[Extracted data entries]
::::::

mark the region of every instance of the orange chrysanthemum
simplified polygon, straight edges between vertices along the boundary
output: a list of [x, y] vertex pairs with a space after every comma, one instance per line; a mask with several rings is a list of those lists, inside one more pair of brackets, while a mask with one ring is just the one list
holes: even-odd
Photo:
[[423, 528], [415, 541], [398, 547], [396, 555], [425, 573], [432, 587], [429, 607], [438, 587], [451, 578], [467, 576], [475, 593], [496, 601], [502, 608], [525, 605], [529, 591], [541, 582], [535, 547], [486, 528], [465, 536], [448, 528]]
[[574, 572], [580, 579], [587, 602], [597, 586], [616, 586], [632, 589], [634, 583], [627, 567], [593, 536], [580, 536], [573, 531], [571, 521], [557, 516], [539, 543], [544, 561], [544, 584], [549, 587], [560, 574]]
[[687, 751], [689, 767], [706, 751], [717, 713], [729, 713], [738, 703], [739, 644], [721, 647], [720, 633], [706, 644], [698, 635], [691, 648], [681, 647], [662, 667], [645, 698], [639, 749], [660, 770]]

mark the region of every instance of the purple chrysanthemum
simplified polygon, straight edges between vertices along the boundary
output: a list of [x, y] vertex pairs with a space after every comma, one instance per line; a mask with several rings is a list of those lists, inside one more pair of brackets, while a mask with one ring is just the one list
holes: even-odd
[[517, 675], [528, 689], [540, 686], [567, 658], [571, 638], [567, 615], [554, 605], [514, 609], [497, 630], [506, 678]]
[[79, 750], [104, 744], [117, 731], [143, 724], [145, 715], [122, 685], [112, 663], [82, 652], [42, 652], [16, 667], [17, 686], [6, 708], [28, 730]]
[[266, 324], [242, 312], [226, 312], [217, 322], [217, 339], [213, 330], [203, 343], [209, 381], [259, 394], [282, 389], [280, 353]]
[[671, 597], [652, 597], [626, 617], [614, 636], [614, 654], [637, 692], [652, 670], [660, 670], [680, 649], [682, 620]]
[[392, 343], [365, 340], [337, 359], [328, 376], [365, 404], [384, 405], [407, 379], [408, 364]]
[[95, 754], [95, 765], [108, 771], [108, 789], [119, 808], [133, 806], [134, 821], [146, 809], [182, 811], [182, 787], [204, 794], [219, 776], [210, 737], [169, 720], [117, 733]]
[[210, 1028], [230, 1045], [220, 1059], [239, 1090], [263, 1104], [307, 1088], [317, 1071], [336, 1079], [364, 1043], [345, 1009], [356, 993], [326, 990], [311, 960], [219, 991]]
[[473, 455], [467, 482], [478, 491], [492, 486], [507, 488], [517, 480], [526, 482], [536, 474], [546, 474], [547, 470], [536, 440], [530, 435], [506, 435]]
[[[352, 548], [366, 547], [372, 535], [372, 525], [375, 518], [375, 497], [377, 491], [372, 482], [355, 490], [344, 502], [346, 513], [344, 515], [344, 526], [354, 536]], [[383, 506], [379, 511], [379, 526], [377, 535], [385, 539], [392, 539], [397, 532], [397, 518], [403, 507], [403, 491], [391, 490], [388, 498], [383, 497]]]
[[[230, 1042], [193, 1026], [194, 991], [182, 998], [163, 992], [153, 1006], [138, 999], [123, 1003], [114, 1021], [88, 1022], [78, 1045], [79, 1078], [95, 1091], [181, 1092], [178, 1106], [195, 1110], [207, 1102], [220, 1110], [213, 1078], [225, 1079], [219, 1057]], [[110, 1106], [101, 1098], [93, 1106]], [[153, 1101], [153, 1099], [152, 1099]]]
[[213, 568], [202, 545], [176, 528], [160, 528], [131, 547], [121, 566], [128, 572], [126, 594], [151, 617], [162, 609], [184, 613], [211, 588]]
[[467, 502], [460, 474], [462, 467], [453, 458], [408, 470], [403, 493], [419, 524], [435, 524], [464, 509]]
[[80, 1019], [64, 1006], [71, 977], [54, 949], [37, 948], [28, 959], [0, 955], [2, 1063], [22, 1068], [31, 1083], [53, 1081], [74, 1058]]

::::::

Rewrite every line from the line with "mark the region of every instance of the purple" up to and including the line with "389], [280, 353]]", keeping all other text the same but raising each coordinate in the polygon outlines by 24.

mark the region of every instance of the purple chrysanthemum
simplified polygon, straight edges between vertices along the boundary
output: a list of [x, y] vertex pairs with a space after every comma, one instance per line; a mask with several rings is a list of those lists, inside one more pair of brackets, while a mask with one ring is just the one list
holes: even-odd
[[541, 699], [552, 713], [564, 710], [591, 682], [595, 662], [591, 639], [578, 629], [538, 633], [521, 654], [530, 702]]
[[103, 774], [128, 768], [141, 755], [167, 748], [169, 739], [146, 709], [136, 687], [106, 676], [66, 676], [40, 691], [41, 710], [30, 732], [52, 754]]
[[290, 348], [266, 336], [250, 336], [241, 346], [241, 363], [237, 354], [227, 367], [233, 405], [283, 418], [306, 413], [304, 377]]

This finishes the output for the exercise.